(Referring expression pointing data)
------------------------------------

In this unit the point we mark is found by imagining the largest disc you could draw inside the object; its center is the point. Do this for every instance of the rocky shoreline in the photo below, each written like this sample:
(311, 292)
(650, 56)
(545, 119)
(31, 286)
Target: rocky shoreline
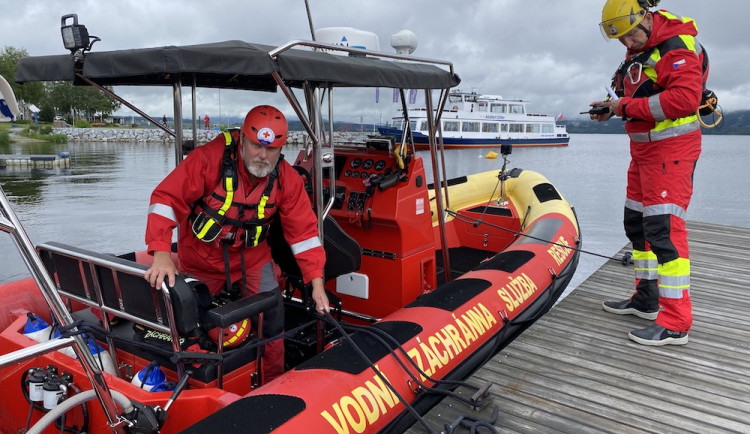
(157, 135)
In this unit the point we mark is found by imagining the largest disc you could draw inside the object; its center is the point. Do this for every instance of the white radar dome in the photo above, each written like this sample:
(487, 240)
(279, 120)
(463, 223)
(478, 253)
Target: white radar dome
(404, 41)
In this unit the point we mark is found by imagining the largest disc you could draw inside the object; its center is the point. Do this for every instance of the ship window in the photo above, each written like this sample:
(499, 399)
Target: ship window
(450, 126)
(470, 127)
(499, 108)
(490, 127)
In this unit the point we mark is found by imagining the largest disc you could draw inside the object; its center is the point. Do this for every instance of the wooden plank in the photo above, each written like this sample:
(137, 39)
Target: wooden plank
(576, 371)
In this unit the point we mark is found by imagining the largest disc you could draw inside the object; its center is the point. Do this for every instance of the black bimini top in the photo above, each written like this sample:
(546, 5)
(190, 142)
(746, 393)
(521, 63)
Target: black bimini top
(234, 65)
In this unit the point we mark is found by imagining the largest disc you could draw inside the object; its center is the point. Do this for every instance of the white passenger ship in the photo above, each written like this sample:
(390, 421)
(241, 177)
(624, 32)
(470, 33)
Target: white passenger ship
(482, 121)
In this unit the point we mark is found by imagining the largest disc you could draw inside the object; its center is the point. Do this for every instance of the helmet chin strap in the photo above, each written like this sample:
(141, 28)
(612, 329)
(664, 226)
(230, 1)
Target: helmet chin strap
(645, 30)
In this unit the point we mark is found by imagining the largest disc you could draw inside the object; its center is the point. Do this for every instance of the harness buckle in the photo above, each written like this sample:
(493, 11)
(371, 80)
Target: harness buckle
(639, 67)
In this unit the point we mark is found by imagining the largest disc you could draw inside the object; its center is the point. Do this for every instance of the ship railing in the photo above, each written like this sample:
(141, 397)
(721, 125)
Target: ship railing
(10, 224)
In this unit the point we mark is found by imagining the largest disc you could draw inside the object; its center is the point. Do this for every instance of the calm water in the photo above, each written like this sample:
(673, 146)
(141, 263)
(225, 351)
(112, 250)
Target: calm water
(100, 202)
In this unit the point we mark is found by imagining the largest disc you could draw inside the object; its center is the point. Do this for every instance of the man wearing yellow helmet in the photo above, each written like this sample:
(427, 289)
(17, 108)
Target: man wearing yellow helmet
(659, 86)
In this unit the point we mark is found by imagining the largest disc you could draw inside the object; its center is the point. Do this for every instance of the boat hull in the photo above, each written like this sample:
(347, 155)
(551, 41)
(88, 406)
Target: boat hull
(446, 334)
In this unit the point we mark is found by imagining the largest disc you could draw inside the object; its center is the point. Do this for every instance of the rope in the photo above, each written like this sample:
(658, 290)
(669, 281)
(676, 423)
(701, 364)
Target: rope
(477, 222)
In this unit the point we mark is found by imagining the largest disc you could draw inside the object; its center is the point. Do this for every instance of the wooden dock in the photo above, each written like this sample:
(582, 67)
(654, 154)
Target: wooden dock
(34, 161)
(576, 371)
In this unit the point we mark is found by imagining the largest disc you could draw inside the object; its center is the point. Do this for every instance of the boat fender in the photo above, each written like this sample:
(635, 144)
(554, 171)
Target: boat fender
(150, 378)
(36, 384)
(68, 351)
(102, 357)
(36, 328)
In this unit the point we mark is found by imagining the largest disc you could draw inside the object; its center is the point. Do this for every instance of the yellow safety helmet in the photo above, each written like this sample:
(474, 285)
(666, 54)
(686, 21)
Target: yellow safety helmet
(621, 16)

------------------------------------

Without including any pictures, please restate all the records exactly.

In this unit the point we mark is found by imagining the largest disc you could draw inside the object; its center is the point. Do this for every instance of the rocky shoreline in the photo below, each written like this sample:
(311, 292)
(650, 56)
(545, 119)
(31, 286)
Target: rocky shoreline
(157, 135)
In this unit the point we mark is found by imagining the largest disc you could draw inside the object; its center is the point. Do this for every instance of the white radar dome in the photo above, each written like this sample:
(487, 240)
(279, 120)
(463, 223)
(478, 253)
Target: white radar dome
(404, 41)
In this unit the point we mark is found by imagining the largest disc you could draw inside the object; its center is the point. Do this for every instance of the ship window in the photo above, each written like this sample:
(499, 399)
Target: ship window
(450, 126)
(470, 127)
(499, 108)
(490, 127)
In this unit the point we mark is found by imagining the largest disc you could draw inside the object; its center is the point. Do this for every instance of the wooden plank in the photo above, each written like this sample:
(137, 39)
Target: wooden plank
(576, 371)
In this unit the point we mark is found by imagining the largest disc you could draw inside the object; its center is the point. Do this for every instance of the black bimini top in the photo above, each written like this sample:
(546, 5)
(190, 142)
(746, 393)
(521, 63)
Target: black bimini top
(234, 65)
In this unit the point we mark is found by imagining the largest disc you could draw inside the object; its center is the point. Do this for every instance of the white passenger ship in the photo above, each written like this sample:
(390, 421)
(241, 177)
(624, 32)
(470, 33)
Target: white passenger ship
(482, 121)
In this unit the point we mark is found by imagining the largest disc you could draw inside the object; its center is the point. Do this for every instance of the helmet chin strap in the photo above, each written like this sample:
(141, 28)
(612, 329)
(664, 226)
(230, 1)
Target: helmet chin strap
(645, 30)
In this unit the point we mark is found by imagining the largest disc you could draw inside the object; its center is the point. Do this for every instance of the harness buckle in the photo above, each written like this sample:
(493, 11)
(371, 80)
Target: harness buckle
(639, 67)
In this unit the point we mark is found by imagining the largest disc you could draw inside the object; its center is the point. Do this for every instance of the ship railing in the photo above, each written like this sample:
(141, 397)
(721, 125)
Target: ship railing
(10, 224)
In this unit the point we mark is found by imagining the largest disc you could draw inside the object; its center is the point. Do this for every instance of the calm water in the photo above, each written like this sample:
(673, 146)
(141, 263)
(225, 351)
(112, 250)
Target: calm water
(100, 202)
In this unit the point we mark is found by imagining the largest disc you could draw inside the object; its center is the point. Do this for every instance of the man wearing yellow helmet in the photo above, each written like this sample:
(427, 289)
(17, 108)
Target: man wearing yellow helmet
(659, 86)
In this unit the point we mark is found by imagining the largest disc you could draw inside the object; its center is the point. Do this for every instance of the boat hull in the photo above, each written like this sample:
(347, 155)
(551, 41)
(88, 406)
Target: boat hull
(446, 334)
In this unit the point we mark is found by imagining the largest disc you could draw inside the object; its center is the point. Do this for every instance of the rope in the photo above, each written like this sample:
(658, 290)
(669, 281)
(676, 423)
(701, 364)
Target: rope
(477, 222)
In this unit the point we mark is found by imagining the largest disc you could draw inside the object; its center is the point. Do this for every instance of the wooden dock in the photo above, each written like this sample:
(582, 67)
(654, 154)
Target: wooden dock
(34, 161)
(576, 371)
In this unit the point we mark is found by imagining the largest disc you could draw inside the object; its center is the point. Do this for every instance of the boat fender in the photo above, each written like this sample:
(635, 144)
(554, 171)
Target: boat fender
(150, 378)
(36, 384)
(68, 351)
(102, 357)
(36, 328)
In this unit the point we mark is found by imagining the largest disc you could draw inside the object; its center is the point. Do this for every instance of the yellow safety helmet in the photo above, each written like this sample:
(474, 285)
(666, 54)
(686, 21)
Target: yellow safety helmet
(621, 16)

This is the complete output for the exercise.